# Set exercise:
Identify each line in the records below that contains the string "helmet" and copy those lines.

Location identification items:
- - -

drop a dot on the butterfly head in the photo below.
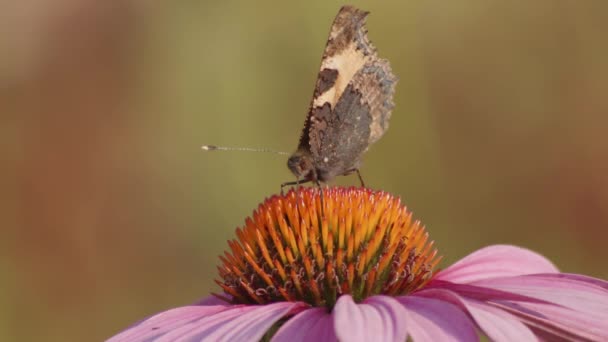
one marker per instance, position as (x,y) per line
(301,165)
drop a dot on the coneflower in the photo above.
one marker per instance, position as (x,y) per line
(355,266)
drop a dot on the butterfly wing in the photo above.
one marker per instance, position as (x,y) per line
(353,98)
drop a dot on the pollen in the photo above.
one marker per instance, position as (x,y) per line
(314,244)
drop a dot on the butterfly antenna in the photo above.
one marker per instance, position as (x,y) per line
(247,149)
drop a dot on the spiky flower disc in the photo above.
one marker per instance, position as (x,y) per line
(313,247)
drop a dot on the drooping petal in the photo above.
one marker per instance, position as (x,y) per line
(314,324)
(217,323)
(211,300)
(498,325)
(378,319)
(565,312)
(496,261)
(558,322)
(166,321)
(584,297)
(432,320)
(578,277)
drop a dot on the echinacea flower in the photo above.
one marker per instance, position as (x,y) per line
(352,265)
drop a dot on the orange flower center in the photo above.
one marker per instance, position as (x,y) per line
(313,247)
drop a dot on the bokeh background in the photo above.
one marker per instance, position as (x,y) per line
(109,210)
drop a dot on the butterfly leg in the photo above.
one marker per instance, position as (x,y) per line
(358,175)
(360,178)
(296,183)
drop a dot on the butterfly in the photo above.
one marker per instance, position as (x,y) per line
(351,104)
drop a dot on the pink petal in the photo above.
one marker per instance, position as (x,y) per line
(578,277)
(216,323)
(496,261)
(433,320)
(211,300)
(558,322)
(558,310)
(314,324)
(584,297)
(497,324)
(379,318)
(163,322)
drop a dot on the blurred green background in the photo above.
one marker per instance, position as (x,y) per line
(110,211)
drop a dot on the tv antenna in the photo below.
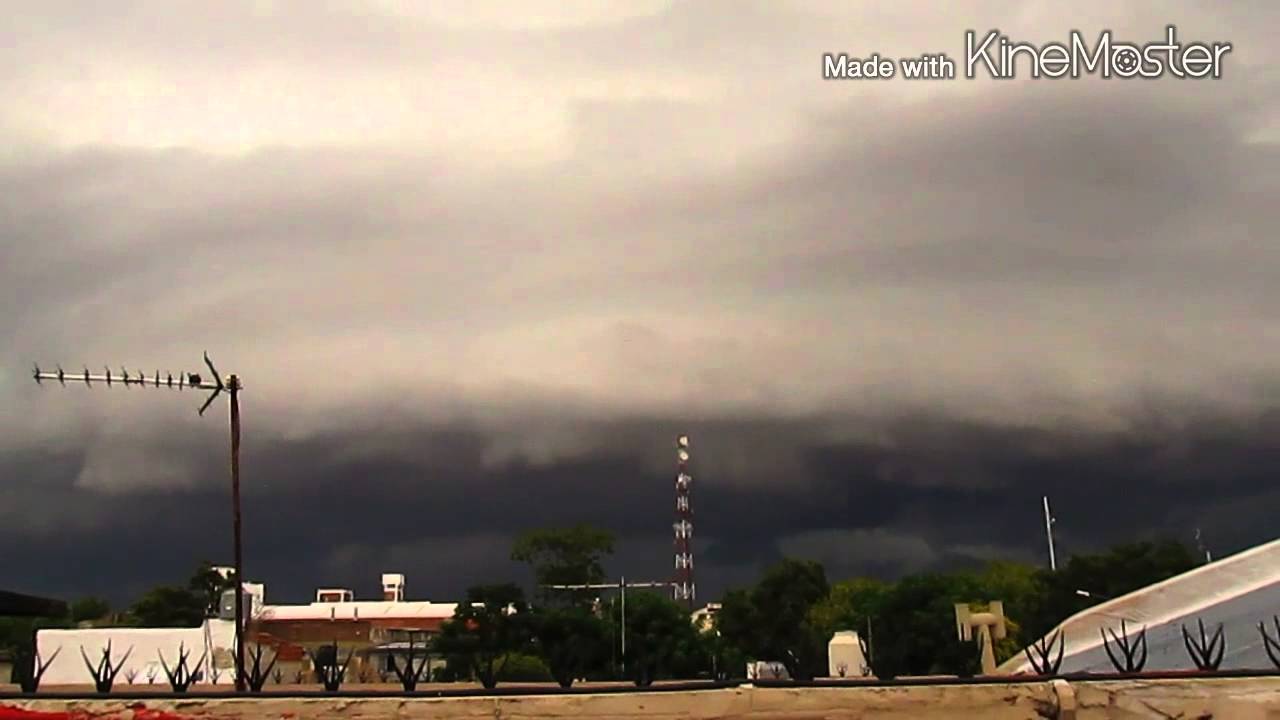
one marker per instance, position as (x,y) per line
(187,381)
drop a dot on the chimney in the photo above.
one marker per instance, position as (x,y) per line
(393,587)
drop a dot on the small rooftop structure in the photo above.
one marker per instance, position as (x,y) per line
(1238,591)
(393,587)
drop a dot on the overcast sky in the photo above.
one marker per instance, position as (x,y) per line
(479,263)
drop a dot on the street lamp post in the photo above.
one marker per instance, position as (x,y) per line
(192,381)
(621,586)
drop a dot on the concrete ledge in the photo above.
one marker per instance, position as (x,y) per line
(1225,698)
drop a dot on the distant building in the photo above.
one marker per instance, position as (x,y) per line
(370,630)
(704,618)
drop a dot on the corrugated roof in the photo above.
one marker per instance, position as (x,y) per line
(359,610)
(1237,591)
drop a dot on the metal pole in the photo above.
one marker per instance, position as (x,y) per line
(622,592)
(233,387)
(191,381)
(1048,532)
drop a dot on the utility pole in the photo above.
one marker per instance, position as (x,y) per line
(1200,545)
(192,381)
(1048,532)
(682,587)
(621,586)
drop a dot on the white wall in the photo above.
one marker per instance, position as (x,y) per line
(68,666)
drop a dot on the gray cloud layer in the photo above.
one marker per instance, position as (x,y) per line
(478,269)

- - -

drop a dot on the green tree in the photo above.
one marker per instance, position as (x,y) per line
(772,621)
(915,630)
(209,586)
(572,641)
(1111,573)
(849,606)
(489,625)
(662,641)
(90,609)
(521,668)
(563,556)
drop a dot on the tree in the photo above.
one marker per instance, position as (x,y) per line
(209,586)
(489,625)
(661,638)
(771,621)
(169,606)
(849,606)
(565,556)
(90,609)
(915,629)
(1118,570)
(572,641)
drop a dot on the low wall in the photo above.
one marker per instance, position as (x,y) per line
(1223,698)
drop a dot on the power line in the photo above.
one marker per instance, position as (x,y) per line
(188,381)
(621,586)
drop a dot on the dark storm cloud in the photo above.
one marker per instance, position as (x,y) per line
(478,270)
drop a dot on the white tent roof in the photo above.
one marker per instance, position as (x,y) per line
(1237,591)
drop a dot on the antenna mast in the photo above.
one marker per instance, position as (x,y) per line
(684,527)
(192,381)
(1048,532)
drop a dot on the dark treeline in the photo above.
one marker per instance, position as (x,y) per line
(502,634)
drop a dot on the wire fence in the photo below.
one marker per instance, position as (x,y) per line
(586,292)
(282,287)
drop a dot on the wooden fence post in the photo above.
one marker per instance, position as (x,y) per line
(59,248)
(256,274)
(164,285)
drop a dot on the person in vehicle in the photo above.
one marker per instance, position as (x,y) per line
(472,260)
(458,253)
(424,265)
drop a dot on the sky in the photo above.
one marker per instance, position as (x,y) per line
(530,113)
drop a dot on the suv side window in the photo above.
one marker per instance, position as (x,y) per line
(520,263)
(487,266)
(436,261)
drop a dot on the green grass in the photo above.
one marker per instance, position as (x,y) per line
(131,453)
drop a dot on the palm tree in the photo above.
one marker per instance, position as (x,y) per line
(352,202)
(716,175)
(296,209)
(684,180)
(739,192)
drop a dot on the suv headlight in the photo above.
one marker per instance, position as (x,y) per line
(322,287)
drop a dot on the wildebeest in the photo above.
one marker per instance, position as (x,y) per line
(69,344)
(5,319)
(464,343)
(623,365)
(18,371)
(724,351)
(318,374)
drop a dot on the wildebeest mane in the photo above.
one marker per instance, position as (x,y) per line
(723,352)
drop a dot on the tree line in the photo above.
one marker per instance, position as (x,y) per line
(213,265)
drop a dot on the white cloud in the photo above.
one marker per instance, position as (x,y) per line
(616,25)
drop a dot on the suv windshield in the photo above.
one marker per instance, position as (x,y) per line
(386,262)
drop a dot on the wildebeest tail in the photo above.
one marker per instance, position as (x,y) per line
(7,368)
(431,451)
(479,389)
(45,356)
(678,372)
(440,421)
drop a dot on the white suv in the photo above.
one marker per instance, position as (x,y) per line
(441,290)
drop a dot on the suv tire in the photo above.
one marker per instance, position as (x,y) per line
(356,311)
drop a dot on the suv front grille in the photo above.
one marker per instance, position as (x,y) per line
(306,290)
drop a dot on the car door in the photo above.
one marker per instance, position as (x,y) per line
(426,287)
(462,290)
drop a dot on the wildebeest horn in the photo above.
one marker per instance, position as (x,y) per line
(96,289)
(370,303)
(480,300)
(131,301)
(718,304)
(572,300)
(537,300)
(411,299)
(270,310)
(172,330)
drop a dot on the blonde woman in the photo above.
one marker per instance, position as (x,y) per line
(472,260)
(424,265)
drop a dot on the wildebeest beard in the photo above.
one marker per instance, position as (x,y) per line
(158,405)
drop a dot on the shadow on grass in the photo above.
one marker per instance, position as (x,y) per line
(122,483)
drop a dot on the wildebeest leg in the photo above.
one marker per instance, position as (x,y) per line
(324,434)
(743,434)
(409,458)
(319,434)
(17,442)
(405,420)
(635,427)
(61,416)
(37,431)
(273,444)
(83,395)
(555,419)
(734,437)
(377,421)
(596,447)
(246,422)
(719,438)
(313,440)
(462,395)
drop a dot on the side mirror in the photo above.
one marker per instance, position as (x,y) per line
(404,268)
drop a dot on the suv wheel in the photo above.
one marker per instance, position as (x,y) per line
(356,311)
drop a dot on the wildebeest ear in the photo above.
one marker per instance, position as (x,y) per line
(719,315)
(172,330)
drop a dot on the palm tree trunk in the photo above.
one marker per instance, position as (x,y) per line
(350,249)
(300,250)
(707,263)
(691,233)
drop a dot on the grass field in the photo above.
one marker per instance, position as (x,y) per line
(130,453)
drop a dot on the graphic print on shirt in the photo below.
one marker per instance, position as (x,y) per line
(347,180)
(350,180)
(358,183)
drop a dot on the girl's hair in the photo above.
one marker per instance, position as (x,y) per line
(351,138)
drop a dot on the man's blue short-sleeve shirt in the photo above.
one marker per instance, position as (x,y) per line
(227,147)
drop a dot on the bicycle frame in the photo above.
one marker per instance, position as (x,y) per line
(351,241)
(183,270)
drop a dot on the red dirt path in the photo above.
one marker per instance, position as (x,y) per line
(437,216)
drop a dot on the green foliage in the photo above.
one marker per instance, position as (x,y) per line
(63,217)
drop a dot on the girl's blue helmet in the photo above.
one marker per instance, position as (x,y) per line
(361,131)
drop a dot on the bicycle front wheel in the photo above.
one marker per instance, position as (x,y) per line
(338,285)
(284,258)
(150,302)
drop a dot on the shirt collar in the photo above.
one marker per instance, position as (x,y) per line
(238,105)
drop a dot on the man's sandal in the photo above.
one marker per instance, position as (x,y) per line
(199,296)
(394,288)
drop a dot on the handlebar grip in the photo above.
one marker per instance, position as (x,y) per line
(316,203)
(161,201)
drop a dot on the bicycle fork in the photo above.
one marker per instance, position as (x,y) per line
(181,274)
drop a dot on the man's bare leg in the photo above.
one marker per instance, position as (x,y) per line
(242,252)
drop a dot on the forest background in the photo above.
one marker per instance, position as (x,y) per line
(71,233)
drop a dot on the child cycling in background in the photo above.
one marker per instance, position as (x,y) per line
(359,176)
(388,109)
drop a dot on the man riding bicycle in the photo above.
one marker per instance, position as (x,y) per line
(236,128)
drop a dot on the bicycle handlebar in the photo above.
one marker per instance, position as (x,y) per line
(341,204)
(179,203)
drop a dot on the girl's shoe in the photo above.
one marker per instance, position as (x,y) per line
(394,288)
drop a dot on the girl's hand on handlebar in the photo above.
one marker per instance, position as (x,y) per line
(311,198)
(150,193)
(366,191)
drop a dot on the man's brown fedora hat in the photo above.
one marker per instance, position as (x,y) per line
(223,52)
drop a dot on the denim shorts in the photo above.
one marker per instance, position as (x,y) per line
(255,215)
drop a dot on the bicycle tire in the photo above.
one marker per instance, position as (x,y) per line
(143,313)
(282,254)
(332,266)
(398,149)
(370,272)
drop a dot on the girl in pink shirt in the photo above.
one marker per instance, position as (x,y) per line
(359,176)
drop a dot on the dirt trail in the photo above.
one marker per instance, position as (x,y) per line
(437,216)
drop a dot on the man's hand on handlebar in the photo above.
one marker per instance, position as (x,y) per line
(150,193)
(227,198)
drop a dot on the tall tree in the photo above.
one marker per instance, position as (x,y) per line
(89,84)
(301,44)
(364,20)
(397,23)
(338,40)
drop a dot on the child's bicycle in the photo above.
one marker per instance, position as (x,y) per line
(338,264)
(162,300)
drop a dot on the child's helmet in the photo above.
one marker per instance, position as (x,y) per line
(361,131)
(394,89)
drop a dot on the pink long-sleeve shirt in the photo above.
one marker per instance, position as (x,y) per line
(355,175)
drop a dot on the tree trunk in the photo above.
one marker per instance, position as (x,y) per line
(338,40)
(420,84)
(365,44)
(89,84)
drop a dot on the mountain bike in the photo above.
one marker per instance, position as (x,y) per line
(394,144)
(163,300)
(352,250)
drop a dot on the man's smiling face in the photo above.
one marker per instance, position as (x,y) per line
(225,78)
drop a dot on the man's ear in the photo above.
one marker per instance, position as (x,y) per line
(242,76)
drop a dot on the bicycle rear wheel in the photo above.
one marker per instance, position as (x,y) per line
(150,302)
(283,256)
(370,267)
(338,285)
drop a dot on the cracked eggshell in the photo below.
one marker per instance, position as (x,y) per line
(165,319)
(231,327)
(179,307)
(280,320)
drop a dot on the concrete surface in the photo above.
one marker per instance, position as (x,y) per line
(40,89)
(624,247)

- - -

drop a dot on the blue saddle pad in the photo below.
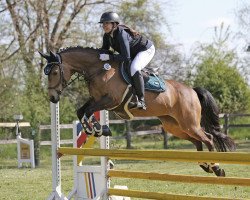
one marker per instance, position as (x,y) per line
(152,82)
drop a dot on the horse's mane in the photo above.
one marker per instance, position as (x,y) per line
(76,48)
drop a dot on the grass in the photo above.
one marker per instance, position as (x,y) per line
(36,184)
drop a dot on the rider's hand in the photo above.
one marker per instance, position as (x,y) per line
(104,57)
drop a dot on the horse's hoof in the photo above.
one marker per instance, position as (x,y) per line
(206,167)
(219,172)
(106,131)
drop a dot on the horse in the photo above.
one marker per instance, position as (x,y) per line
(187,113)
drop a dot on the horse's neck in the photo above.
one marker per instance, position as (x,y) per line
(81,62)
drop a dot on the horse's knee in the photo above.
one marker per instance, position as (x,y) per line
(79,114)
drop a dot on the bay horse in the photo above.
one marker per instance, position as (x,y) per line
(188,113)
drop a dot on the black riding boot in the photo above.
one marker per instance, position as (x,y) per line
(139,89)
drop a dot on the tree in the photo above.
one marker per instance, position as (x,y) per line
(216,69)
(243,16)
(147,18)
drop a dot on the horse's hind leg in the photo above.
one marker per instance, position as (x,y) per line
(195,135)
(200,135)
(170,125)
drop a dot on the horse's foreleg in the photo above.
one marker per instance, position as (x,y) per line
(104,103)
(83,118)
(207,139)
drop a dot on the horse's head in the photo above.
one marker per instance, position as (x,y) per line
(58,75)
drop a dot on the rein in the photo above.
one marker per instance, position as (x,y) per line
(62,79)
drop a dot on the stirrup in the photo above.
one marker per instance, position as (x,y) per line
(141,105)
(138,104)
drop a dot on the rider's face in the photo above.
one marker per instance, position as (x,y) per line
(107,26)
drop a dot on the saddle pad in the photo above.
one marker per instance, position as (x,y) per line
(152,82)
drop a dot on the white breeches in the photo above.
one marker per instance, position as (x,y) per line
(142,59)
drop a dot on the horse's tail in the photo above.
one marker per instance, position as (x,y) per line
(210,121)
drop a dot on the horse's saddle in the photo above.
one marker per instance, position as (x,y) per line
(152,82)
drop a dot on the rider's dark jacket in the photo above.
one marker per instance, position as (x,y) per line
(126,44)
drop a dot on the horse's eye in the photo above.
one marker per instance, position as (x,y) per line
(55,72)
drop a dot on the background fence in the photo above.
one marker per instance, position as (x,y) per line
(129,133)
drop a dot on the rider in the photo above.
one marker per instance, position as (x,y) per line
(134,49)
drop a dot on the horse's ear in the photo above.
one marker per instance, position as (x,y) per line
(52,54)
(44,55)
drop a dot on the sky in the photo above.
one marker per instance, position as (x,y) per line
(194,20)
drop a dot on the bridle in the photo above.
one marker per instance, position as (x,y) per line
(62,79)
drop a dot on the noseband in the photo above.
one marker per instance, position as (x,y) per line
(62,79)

- - -

# Exercise result:
drop a dot on the girl's blue helmet in the photo above.
drop a dot on the child's helmet in the photo above.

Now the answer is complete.